Objective: Extract the full set of records that follows, word for word.

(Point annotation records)
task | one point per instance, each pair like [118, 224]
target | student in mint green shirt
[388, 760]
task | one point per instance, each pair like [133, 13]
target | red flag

Response:
task | one point per instance, each pair like [118, 224]
target | student in mint green shirt
[388, 760]
task | one point per instance, each pair like [133, 13]
target | red flag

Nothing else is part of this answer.